[Natural language region descriptions]
====================

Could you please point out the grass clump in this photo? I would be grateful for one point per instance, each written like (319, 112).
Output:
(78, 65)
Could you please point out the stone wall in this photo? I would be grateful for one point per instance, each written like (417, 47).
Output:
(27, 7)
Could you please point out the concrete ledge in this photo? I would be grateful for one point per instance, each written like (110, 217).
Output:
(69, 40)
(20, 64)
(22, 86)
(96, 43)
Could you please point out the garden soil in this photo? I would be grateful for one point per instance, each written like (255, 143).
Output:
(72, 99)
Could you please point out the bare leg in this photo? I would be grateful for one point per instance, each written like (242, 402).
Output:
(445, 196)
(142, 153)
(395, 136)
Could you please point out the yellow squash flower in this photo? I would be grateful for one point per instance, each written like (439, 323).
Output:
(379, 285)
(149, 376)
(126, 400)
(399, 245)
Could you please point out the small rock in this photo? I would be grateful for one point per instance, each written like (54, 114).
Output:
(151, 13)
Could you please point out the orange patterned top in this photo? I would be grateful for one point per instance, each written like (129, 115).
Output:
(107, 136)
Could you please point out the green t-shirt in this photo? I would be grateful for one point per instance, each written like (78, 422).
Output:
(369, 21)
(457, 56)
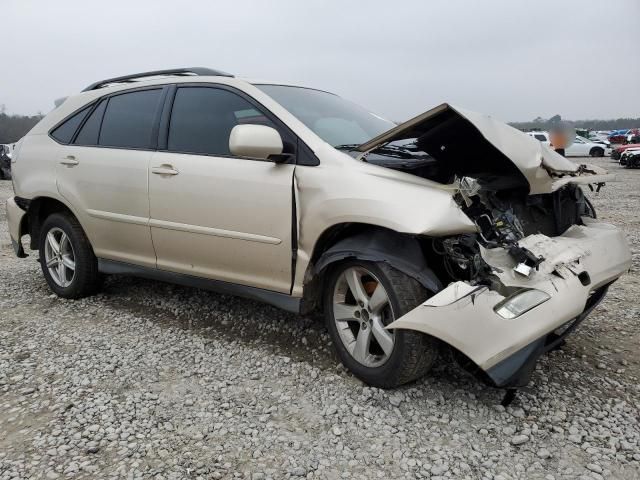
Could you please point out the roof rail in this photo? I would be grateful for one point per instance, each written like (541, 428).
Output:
(172, 71)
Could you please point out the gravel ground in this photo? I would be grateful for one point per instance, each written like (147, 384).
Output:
(149, 380)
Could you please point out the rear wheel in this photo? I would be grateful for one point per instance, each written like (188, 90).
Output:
(66, 257)
(361, 299)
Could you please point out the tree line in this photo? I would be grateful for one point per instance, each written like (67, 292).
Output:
(544, 124)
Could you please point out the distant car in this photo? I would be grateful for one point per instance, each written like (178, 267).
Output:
(581, 147)
(630, 158)
(5, 161)
(619, 136)
(618, 151)
(599, 139)
(542, 136)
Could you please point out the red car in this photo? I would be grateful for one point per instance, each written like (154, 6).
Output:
(617, 152)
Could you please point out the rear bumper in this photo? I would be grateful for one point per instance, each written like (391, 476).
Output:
(15, 216)
(463, 316)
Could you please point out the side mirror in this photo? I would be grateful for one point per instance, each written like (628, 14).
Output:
(256, 141)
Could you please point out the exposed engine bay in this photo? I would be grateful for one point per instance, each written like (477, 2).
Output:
(503, 218)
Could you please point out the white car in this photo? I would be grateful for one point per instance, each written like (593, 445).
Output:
(581, 147)
(627, 155)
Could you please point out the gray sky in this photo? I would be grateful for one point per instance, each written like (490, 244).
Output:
(512, 59)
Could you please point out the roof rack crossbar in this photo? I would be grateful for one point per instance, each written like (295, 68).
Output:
(173, 71)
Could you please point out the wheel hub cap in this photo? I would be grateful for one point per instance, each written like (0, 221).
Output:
(361, 311)
(59, 257)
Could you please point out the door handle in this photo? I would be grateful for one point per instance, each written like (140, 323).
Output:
(164, 170)
(69, 161)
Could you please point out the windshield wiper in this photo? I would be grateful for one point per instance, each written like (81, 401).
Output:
(347, 146)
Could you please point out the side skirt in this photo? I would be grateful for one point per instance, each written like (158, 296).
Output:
(280, 300)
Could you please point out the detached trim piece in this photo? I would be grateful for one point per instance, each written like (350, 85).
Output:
(516, 370)
(197, 71)
(279, 300)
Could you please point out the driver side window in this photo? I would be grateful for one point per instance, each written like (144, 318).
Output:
(202, 119)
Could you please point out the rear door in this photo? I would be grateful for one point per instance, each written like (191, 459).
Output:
(214, 214)
(103, 174)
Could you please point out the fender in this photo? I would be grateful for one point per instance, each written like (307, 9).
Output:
(402, 252)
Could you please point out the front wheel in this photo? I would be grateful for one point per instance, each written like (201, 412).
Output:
(66, 257)
(360, 299)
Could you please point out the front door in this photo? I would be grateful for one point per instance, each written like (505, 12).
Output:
(213, 214)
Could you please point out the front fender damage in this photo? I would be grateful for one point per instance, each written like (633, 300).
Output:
(577, 269)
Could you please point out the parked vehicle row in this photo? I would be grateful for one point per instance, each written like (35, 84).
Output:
(630, 158)
(580, 147)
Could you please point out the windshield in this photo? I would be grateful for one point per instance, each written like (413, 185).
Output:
(334, 119)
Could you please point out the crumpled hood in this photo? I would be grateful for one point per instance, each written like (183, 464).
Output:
(543, 168)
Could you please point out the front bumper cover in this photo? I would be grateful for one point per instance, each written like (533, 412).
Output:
(579, 265)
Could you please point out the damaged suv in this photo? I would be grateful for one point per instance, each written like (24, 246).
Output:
(450, 230)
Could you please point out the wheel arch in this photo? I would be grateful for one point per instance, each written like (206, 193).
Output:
(368, 242)
(39, 209)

====================

Required action
Some lines of the records above may hold the word "bumper". Report how many, and nothing else.

Your solution
2